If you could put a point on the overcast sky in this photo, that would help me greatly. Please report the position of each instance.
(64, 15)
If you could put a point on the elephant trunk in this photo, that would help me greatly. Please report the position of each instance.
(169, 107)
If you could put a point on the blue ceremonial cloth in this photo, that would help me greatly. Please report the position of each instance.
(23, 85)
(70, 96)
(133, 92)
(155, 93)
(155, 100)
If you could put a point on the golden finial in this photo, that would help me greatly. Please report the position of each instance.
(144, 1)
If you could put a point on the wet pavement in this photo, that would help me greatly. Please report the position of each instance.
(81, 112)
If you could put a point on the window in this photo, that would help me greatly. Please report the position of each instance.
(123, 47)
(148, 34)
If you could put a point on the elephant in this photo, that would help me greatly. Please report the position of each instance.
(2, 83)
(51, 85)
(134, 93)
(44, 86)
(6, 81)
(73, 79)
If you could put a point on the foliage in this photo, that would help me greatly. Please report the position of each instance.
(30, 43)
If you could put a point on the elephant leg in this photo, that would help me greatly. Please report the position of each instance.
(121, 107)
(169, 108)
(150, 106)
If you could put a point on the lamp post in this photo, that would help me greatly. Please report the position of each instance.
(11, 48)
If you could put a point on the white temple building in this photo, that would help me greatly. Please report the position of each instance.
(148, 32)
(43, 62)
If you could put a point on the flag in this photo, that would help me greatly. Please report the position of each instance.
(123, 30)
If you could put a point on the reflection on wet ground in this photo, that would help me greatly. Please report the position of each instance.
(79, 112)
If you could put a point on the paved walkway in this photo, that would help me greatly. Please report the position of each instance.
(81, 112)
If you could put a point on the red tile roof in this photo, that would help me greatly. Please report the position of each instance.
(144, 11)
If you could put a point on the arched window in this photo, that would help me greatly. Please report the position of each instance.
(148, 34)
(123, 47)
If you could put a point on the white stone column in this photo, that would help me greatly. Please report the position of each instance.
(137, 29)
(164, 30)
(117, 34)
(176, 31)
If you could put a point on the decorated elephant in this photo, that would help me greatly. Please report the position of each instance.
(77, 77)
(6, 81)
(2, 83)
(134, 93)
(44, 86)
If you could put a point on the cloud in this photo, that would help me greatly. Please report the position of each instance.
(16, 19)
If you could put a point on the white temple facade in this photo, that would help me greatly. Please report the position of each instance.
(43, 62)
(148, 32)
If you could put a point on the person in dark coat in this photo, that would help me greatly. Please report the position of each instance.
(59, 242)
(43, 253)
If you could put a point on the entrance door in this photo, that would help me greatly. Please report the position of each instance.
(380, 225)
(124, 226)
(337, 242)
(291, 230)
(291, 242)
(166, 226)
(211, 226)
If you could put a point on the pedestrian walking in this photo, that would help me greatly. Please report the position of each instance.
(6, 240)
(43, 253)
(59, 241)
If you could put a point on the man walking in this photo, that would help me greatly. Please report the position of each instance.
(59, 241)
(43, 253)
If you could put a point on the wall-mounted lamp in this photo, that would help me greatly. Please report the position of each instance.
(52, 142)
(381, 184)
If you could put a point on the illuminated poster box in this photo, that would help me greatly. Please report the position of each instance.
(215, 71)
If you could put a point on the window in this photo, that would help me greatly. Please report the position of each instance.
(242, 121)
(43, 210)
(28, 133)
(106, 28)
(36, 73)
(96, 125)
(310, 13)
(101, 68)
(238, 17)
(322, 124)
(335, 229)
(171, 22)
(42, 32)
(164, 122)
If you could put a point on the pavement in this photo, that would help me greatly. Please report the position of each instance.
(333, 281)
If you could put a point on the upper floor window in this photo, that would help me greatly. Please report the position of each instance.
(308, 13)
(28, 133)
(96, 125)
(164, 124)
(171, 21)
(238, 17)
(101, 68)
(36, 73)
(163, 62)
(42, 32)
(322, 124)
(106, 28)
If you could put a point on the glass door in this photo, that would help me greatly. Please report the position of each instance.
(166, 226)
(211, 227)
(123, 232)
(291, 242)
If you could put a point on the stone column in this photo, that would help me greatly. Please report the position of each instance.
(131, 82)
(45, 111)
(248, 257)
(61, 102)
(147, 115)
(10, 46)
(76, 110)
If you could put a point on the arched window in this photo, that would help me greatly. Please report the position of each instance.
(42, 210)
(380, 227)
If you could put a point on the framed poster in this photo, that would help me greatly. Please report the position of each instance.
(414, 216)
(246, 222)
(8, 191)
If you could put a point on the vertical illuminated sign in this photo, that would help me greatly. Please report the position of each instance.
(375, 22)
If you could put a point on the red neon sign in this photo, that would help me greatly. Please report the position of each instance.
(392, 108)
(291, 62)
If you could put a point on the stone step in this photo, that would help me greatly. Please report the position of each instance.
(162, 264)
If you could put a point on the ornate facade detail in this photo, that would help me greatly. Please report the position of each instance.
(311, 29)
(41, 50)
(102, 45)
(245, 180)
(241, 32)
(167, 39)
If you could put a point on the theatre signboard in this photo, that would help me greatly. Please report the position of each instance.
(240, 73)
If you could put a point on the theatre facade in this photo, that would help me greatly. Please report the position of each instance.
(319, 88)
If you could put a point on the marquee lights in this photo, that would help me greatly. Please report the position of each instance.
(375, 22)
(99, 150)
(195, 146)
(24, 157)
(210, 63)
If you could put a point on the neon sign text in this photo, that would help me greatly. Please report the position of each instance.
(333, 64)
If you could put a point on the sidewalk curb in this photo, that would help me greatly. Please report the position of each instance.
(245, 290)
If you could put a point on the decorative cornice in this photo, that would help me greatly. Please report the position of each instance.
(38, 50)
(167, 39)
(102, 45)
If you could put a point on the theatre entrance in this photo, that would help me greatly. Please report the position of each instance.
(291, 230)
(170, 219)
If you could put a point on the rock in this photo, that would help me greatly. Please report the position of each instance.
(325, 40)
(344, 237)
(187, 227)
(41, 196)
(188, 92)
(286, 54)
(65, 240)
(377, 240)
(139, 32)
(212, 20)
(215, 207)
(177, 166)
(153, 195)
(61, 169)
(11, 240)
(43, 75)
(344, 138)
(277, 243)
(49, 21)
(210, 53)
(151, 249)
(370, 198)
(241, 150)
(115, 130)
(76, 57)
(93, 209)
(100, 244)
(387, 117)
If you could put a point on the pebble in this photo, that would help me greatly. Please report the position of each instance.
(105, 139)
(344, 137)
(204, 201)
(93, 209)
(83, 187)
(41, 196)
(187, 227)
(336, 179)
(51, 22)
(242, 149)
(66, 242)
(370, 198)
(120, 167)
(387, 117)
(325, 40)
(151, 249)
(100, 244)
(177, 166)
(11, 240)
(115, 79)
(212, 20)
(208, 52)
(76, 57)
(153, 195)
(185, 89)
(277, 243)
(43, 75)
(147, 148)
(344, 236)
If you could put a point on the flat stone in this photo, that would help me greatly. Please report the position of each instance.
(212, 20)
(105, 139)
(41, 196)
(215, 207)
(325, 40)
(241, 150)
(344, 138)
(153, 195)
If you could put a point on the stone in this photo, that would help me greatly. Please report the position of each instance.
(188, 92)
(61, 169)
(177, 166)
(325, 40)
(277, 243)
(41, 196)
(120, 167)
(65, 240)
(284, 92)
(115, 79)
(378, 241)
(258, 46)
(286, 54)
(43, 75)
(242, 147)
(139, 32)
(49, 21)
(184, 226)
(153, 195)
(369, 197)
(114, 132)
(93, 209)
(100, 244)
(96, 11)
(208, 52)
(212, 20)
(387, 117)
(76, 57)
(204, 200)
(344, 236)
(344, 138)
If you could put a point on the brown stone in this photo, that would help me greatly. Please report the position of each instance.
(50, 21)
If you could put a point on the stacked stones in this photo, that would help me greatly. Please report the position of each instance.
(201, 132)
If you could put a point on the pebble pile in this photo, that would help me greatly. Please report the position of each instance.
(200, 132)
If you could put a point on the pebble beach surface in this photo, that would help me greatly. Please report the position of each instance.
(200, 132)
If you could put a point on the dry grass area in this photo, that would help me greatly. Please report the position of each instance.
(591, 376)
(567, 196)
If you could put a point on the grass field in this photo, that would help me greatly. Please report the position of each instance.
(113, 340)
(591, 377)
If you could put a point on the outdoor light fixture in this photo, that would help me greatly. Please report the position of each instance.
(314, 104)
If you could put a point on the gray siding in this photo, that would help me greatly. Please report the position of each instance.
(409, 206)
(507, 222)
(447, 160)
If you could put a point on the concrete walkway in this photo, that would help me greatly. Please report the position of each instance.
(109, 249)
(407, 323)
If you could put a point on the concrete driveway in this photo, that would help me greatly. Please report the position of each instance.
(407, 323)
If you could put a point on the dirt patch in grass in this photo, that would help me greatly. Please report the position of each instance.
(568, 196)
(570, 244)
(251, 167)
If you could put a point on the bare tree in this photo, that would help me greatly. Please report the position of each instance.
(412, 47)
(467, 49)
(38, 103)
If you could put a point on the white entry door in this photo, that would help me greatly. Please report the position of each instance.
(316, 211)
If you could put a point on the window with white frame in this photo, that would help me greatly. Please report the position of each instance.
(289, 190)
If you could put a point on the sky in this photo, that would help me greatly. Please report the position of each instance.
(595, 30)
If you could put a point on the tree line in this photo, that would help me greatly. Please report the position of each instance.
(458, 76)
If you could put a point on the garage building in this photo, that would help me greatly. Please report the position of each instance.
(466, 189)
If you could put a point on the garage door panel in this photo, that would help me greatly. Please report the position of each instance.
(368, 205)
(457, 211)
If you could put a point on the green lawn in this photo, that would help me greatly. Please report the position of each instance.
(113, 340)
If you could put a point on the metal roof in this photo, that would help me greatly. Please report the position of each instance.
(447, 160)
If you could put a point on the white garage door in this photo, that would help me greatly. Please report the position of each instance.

***

= Problem =
Write out exactly the lines from the line holding "If you could put a point on the window with" through the last line of the data, and nothing besides those lines.

= Your response =
If you could put a point on the window with white frame in this photo, that would help me greatly. Please report the position of each instance.
(289, 190)
If you could put a point on the sky in this photo, that would help me greatly. Please report the position of each instance.
(595, 30)
If you could put a point on the tree line in this photo, that would help me greatly. Please report the position of each instance.
(458, 76)
If you could put a point on the garage building in this photo, that would help me greatly. Please report the position of each instance.
(466, 189)
If you could put a point on the garage door panel in this photo, that would help me greatly. Please report the position of each instance.
(368, 205)
(457, 211)
If you could put a point on the green lawn in this photo, that would help me greatly. Please report the position of each instance.
(113, 340)
If you could put a point on the metal roof in this photo, that would help me greatly. Please report the position of each instance.
(447, 160)
If you could put a point on the white garage door in this photo, that would help me greatly. Please report the position of each instance.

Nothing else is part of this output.